● The exercise
Copy out each line of the listing that contains the string "tail". Case counts.

"""

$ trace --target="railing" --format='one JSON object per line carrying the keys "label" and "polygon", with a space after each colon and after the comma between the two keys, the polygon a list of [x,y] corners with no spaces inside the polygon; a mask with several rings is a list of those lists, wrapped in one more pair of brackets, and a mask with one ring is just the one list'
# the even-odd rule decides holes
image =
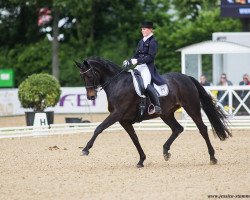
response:
{"label": "railing", "polygon": [[[250,118],[250,86],[206,86],[205,89],[228,116]],[[188,118],[184,110],[183,118]]]}

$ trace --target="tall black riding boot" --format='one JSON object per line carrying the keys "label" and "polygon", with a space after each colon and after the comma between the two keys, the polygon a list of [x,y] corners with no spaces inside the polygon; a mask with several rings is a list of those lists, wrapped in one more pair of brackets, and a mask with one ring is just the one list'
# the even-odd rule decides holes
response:
{"label": "tall black riding boot", "polygon": [[147,87],[147,93],[148,93],[148,96],[149,96],[151,102],[155,106],[155,113],[160,115],[161,114],[161,105],[160,105],[159,97],[157,95],[157,91],[155,90],[155,88],[152,85],[149,84]]}

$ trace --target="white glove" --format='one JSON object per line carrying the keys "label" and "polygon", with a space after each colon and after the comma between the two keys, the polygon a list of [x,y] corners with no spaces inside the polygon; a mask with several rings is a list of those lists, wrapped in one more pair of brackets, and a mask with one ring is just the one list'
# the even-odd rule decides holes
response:
{"label": "white glove", "polygon": [[128,60],[124,60],[122,65],[124,68],[129,68],[129,66],[131,65],[131,62],[129,62]]}
{"label": "white glove", "polygon": [[136,65],[137,64],[137,59],[131,59],[131,63],[132,63],[132,65]]}

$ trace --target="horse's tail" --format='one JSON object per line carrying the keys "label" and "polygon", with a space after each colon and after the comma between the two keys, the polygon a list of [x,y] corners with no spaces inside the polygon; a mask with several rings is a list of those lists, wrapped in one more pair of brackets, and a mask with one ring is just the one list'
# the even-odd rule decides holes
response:
{"label": "horse's tail", "polygon": [[195,78],[191,76],[190,78],[199,92],[202,108],[212,125],[214,135],[216,134],[220,140],[225,140],[229,136],[231,137],[232,133],[228,129],[228,120],[223,110],[219,106],[216,106],[213,98]]}

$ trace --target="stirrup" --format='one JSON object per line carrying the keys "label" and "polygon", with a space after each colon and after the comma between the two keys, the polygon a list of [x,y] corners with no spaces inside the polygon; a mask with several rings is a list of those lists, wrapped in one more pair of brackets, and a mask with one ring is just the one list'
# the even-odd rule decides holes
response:
{"label": "stirrup", "polygon": [[161,107],[159,107],[159,106],[155,106],[154,104],[149,104],[149,106],[148,106],[148,114],[149,115],[152,115],[152,114],[154,114],[154,113],[156,113],[156,114],[161,114]]}

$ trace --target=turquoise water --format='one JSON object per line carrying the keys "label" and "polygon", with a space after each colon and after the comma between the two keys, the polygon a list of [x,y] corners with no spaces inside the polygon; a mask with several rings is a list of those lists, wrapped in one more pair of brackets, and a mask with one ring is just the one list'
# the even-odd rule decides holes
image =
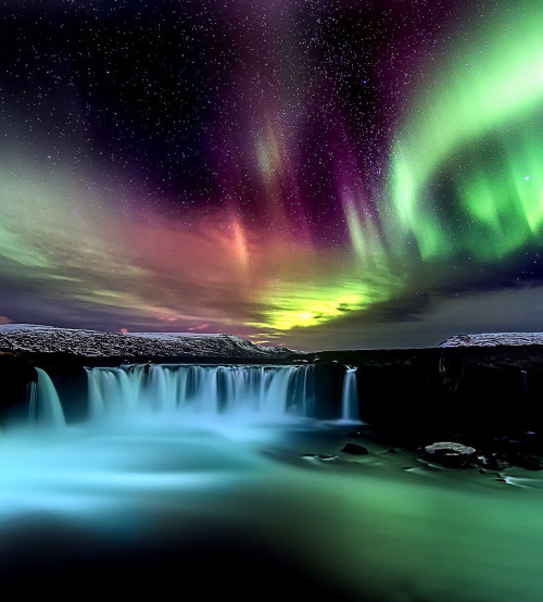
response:
{"label": "turquoise water", "polygon": [[167,412],[7,429],[0,591],[543,599],[541,473],[497,480],[371,440],[352,456],[349,430]]}

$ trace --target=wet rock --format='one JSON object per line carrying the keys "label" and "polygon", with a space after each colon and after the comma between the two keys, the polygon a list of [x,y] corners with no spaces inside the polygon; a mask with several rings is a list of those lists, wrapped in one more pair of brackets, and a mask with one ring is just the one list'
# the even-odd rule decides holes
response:
{"label": "wet rock", "polygon": [[351,437],[352,439],[364,439],[367,435],[362,430],[352,430],[351,432],[348,432],[348,437]]}
{"label": "wet rock", "polygon": [[367,448],[358,446],[357,443],[345,443],[341,451],[353,455],[367,455],[369,453]]}
{"label": "wet rock", "polygon": [[425,447],[425,455],[451,468],[460,468],[471,465],[476,449],[454,441],[439,441]]}
{"label": "wet rock", "polygon": [[317,457],[318,460],[333,460],[338,457],[337,455],[331,455],[329,453],[304,453],[302,457]]}
{"label": "wet rock", "polygon": [[505,456],[497,452],[478,455],[477,463],[489,471],[505,471],[510,467],[510,463]]}

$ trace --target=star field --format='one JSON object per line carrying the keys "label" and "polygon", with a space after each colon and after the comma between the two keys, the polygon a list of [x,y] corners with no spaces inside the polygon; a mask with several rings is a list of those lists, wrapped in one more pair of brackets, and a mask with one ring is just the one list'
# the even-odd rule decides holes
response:
{"label": "star field", "polygon": [[0,319],[541,330],[542,27],[533,0],[5,2]]}

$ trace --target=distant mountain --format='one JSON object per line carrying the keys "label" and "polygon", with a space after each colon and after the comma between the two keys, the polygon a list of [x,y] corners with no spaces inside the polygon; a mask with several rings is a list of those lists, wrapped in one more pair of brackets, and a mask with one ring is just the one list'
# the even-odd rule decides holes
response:
{"label": "distant mountain", "polygon": [[254,344],[235,335],[102,333],[36,324],[0,326],[0,351],[66,353],[89,358],[191,356],[281,359],[302,352]]}
{"label": "distant mountain", "polygon": [[435,347],[498,347],[543,344],[543,333],[490,333],[456,335]]}

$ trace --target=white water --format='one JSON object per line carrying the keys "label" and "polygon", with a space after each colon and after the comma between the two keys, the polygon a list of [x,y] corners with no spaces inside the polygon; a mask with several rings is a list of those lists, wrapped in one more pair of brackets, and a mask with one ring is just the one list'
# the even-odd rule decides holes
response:
{"label": "white water", "polygon": [[356,368],[349,368],[343,379],[343,392],[341,396],[341,419],[358,422],[358,387],[356,385]]}
{"label": "white water", "polygon": [[38,384],[29,385],[29,421],[45,427],[63,428],[66,421],[54,384],[43,369],[36,368],[36,372]]}
{"label": "white water", "polygon": [[2,593],[541,600],[541,473],[445,469],[371,439],[343,453],[348,429],[304,416],[291,391],[311,398],[313,373],[291,367],[99,368],[91,414],[113,419],[8,429]]}
{"label": "white water", "polygon": [[311,416],[313,366],[137,364],[87,368],[89,413]]}

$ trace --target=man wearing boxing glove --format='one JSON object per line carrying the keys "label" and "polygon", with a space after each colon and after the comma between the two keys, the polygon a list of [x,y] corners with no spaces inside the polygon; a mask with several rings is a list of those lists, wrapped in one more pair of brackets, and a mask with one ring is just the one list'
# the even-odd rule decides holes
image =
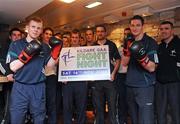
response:
{"label": "man wearing boxing glove", "polygon": [[[44,66],[54,66],[57,58],[51,57],[46,44],[37,40],[42,28],[43,21],[40,18],[30,18],[26,25],[27,37],[12,42],[9,47],[6,59],[15,79],[10,99],[11,124],[23,124],[28,110],[34,124],[44,124]],[[60,51],[56,52],[59,54]]]}
{"label": "man wearing boxing glove", "polygon": [[[42,41],[48,46],[48,50],[51,52],[51,55],[54,59],[57,59],[59,52],[62,47],[62,42],[53,36],[53,29],[50,27],[44,28],[42,34]],[[56,124],[57,123],[57,108],[56,108],[56,94],[57,94],[57,66],[47,67],[45,66],[45,75],[46,75],[46,108],[48,123],[47,124]],[[58,91],[61,92],[61,91]]]}
{"label": "man wearing boxing glove", "polygon": [[[136,15],[130,19],[134,41],[128,44],[122,64],[127,66],[127,101],[133,124],[154,123],[154,84],[157,44],[143,32],[144,19]],[[126,49],[124,47],[124,49]]]}
{"label": "man wearing boxing glove", "polygon": [[159,29],[162,42],[158,47],[155,89],[157,124],[167,124],[168,114],[171,124],[180,124],[180,39],[170,21],[161,22]]}

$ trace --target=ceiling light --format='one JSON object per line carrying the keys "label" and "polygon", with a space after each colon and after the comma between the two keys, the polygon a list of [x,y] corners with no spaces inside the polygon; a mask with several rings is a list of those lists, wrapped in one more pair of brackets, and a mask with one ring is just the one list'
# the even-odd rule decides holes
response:
{"label": "ceiling light", "polygon": [[85,7],[90,9],[90,8],[99,6],[101,4],[102,4],[101,2],[94,2],[94,3],[91,3],[91,4],[87,5],[87,6],[85,6]]}
{"label": "ceiling light", "polygon": [[153,15],[153,9],[149,6],[144,6],[133,11],[134,15],[150,16]]}
{"label": "ceiling light", "polygon": [[72,2],[74,2],[75,0],[60,0],[60,1],[65,2],[65,3],[72,3]]}

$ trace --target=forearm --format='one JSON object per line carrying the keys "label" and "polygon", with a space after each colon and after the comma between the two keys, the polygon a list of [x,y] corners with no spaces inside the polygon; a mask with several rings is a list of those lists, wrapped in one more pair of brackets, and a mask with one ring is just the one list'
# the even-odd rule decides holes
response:
{"label": "forearm", "polygon": [[154,72],[156,69],[156,64],[152,61],[149,61],[147,64],[141,64],[144,69],[148,72]]}
{"label": "forearm", "polygon": [[121,63],[123,66],[128,66],[130,60],[130,56],[122,56]]}
{"label": "forearm", "polygon": [[19,70],[20,68],[22,68],[24,66],[24,63],[22,63],[19,59],[14,60],[10,63],[10,69],[13,72],[16,72],[17,70]]}
{"label": "forearm", "polygon": [[47,67],[54,67],[56,66],[57,60],[54,60],[52,57],[49,59],[47,63]]}
{"label": "forearm", "polygon": [[114,70],[113,70],[112,73],[116,74],[116,72],[117,72],[118,69],[119,69],[119,66],[120,66],[120,59],[118,59],[118,60],[115,61]]}

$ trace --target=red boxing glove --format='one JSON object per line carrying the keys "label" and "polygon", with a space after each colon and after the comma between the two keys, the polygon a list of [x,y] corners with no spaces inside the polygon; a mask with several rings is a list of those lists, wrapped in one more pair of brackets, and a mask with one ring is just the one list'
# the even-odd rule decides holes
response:
{"label": "red boxing glove", "polygon": [[51,46],[51,57],[56,60],[59,57],[63,42],[55,37],[51,37],[49,45]]}
{"label": "red boxing glove", "polygon": [[138,60],[138,61],[142,66],[146,66],[149,63],[149,58],[147,56],[145,56],[144,58],[142,58],[141,60]]}
{"label": "red boxing glove", "polygon": [[123,44],[124,56],[130,56],[131,55],[129,48],[131,47],[133,41],[134,41],[134,37],[131,33],[127,34],[127,37],[124,38],[124,44]]}
{"label": "red boxing glove", "polygon": [[32,40],[27,47],[22,50],[22,52],[19,54],[18,59],[26,64],[31,60],[31,58],[38,54],[41,51],[41,43],[37,40]]}

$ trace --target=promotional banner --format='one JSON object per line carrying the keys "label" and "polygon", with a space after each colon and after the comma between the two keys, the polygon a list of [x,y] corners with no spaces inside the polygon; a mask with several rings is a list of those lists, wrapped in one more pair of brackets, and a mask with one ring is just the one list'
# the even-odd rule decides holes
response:
{"label": "promotional banner", "polygon": [[58,81],[110,80],[107,45],[63,48],[59,60]]}

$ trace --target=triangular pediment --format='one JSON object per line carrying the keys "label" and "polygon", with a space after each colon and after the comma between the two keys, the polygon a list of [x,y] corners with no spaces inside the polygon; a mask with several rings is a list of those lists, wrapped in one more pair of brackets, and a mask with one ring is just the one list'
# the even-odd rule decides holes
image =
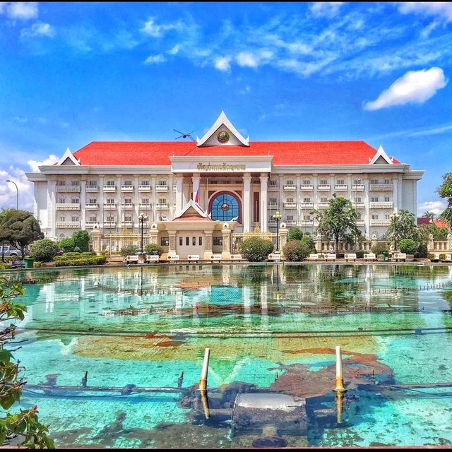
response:
{"label": "triangular pediment", "polygon": [[198,146],[249,146],[249,137],[244,138],[222,110],[212,127],[201,138]]}
{"label": "triangular pediment", "polygon": [[389,158],[388,154],[384,151],[383,146],[380,146],[379,150],[375,153],[375,155],[371,159],[369,162],[370,165],[374,164],[383,164],[383,165],[393,165],[392,159]]}
{"label": "triangular pediment", "polygon": [[199,207],[199,206],[195,203],[193,199],[191,199],[186,205],[185,207],[182,209],[180,215],[176,217],[173,221],[177,221],[181,220],[208,220],[212,221],[210,218],[207,215],[203,209]]}
{"label": "triangular pediment", "polygon": [[73,154],[71,152],[71,150],[68,148],[66,152],[63,155],[63,157],[59,159],[57,165],[76,165],[80,166],[80,162],[73,156]]}

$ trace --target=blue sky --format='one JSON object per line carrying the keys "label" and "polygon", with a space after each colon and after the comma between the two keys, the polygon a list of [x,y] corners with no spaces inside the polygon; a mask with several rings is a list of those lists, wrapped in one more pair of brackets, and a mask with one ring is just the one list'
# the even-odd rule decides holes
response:
{"label": "blue sky", "polygon": [[0,207],[25,172],[96,140],[199,136],[224,109],[250,141],[364,140],[452,163],[452,4],[0,3]]}

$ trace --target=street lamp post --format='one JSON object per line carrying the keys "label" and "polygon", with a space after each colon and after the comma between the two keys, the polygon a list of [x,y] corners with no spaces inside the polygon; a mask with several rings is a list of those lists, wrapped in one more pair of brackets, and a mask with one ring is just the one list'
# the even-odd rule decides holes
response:
{"label": "street lamp post", "polygon": [[140,221],[140,225],[141,227],[141,247],[140,248],[140,254],[143,254],[144,249],[143,249],[143,225],[144,222],[147,220],[146,215],[144,213],[140,213],[138,215],[138,220]]}
{"label": "street lamp post", "polygon": [[14,184],[16,186],[16,210],[19,210],[19,189],[18,189],[17,184],[14,181],[11,181],[9,179],[6,181],[7,182],[11,182],[11,184]]}
{"label": "street lamp post", "polygon": [[280,251],[280,220],[282,218],[282,215],[277,211],[273,215],[273,219],[276,220],[276,251]]}
{"label": "street lamp post", "polygon": [[393,221],[394,224],[393,224],[393,227],[394,227],[394,252],[396,252],[397,251],[397,219],[400,217],[400,215],[397,213],[397,212],[394,212],[393,213],[391,213],[391,219]]}

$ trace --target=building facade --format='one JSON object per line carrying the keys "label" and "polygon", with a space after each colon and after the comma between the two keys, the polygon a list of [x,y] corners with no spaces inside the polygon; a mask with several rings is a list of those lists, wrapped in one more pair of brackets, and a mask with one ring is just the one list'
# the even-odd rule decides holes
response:
{"label": "building facade", "polygon": [[[131,237],[143,213],[146,240],[154,225],[155,240],[170,251],[183,255],[196,247],[202,255],[210,237],[212,252],[222,250],[225,223],[232,235],[256,227],[274,232],[276,211],[287,229],[315,235],[310,212],[326,208],[334,193],[351,200],[365,237],[381,237],[392,213],[416,215],[423,173],[364,141],[250,142],[222,112],[196,142],[92,142],[27,177],[46,237],[60,239],[79,229]],[[210,230],[211,236],[203,232]],[[121,244],[116,240],[113,251]]]}

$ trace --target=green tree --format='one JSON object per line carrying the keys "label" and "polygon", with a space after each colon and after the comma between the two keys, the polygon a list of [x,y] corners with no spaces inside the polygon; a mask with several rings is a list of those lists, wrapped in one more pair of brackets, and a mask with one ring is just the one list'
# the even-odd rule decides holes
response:
{"label": "green tree", "polygon": [[396,232],[396,240],[398,242],[403,239],[412,239],[417,241],[417,225],[415,214],[408,210],[400,210],[399,216],[391,220],[386,237],[391,241],[394,240],[394,231]]}
{"label": "green tree", "polygon": [[[8,286],[6,280],[0,278],[0,322],[2,324],[23,320],[27,307],[23,304],[15,304],[13,299],[24,293],[21,285],[13,283]],[[22,387],[25,383],[20,376],[24,368],[6,348],[14,343],[11,340],[15,338],[15,334],[13,323],[0,331],[0,406],[4,410],[9,410],[19,400]],[[6,412],[6,416],[0,418],[0,444],[3,446],[18,444],[29,448],[54,448],[54,441],[47,436],[47,427],[38,421],[36,406],[30,410],[20,410],[19,412],[13,414]]]}
{"label": "green tree", "polygon": [[290,240],[282,248],[284,256],[290,262],[299,262],[311,252],[309,244],[302,240]]}
{"label": "green tree", "polygon": [[319,222],[317,232],[335,244],[335,252],[339,251],[339,242],[352,244],[360,239],[362,234],[357,226],[358,213],[352,201],[338,196],[335,193],[328,201],[325,210],[313,210],[314,218]]}
{"label": "green tree", "polygon": [[287,240],[301,240],[303,238],[303,231],[299,227],[292,227],[289,230]]}
{"label": "green tree", "polygon": [[73,251],[73,249],[76,247],[76,244],[73,238],[66,237],[65,239],[61,239],[59,241],[58,246],[60,248],[62,248],[65,253],[72,253]]}
{"label": "green tree", "polygon": [[37,240],[31,246],[31,255],[40,262],[51,262],[58,253],[58,244],[50,239]]}
{"label": "green tree", "polygon": [[90,234],[87,231],[76,231],[72,234],[72,239],[74,247],[78,246],[82,252],[90,251]]}
{"label": "green tree", "polygon": [[23,258],[28,245],[44,238],[37,220],[30,212],[8,209],[1,221],[0,240],[8,242],[20,249]]}
{"label": "green tree", "polygon": [[261,262],[273,251],[273,244],[261,237],[250,237],[239,244],[239,250],[246,261]]}

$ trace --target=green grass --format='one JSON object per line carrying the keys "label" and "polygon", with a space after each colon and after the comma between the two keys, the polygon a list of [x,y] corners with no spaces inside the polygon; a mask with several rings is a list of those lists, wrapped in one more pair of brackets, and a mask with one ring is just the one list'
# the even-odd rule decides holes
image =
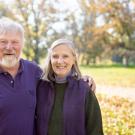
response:
{"label": "green grass", "polygon": [[83,75],[90,75],[97,84],[135,87],[135,67],[80,66]]}

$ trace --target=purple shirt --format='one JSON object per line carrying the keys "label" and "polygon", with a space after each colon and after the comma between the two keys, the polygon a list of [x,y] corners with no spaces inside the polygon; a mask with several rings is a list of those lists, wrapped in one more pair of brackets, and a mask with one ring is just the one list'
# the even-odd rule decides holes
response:
{"label": "purple shirt", "polygon": [[15,78],[0,69],[0,135],[33,135],[36,85],[41,69],[20,60]]}

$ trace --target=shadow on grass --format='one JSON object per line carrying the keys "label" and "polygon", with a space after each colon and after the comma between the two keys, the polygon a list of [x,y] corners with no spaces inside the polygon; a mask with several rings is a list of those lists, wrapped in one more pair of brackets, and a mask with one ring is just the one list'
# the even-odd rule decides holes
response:
{"label": "shadow on grass", "polygon": [[135,65],[129,65],[129,66],[124,66],[122,64],[112,64],[112,65],[103,65],[103,64],[91,64],[91,65],[80,65],[81,67],[90,67],[90,68],[135,68]]}

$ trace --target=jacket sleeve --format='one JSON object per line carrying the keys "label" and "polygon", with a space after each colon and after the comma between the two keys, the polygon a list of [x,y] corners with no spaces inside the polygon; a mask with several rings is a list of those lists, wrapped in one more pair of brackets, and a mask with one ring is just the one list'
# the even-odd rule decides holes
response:
{"label": "jacket sleeve", "polygon": [[102,116],[98,100],[93,91],[86,95],[86,135],[103,135]]}

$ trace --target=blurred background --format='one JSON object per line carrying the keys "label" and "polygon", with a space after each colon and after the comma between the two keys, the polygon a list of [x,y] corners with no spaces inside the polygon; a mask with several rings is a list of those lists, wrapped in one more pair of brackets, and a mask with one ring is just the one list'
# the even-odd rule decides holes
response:
{"label": "blurred background", "polygon": [[22,57],[41,67],[55,39],[73,40],[105,135],[135,135],[135,0],[0,0],[0,17],[24,26]]}

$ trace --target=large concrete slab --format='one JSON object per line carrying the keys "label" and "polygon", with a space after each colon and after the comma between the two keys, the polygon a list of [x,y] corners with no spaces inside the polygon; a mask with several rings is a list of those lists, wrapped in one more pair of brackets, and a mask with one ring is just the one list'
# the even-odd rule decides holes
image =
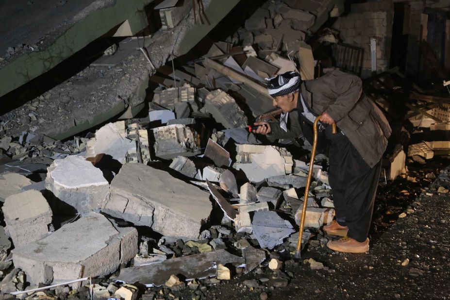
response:
{"label": "large concrete slab", "polygon": [[102,211],[167,236],[197,239],[209,217],[209,194],[141,164],[125,164],[113,180]]}
{"label": "large concrete slab", "polygon": [[52,214],[40,192],[31,190],[11,195],[1,207],[5,231],[16,248],[36,241],[49,233]]}
{"label": "large concrete slab", "polygon": [[48,169],[45,187],[80,214],[100,210],[109,190],[100,169],[76,155],[53,161]]}
{"label": "large concrete slab", "polygon": [[135,228],[116,228],[103,215],[90,213],[42,239],[16,248],[13,261],[25,271],[32,284],[57,284],[110,274],[137,250]]}
{"label": "large concrete slab", "polygon": [[[132,35],[142,30],[148,25],[144,8],[151,1],[4,1],[0,12],[0,56],[4,59],[0,62],[0,96],[126,21]],[[9,47],[16,49],[6,53]]]}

"""

● Answer in full
$ trace --target="horse's tail" --format='one JSON object per line carrying the keys "label" and "polygon", with a space after each colon and after the comma between the two keys, the polygon a list of [x,y] corners with no spaces inside the polygon; a mask with several rings is a list of those lists, wrapped in one more pair of brackets, and a mask with one ring is just the one list'
{"label": "horse's tail", "polygon": [[195,78],[191,76],[190,78],[199,92],[202,108],[212,125],[214,135],[216,134],[220,140],[225,140],[229,136],[231,137],[232,133],[228,129],[228,120],[223,110],[219,106],[216,106],[213,98]]}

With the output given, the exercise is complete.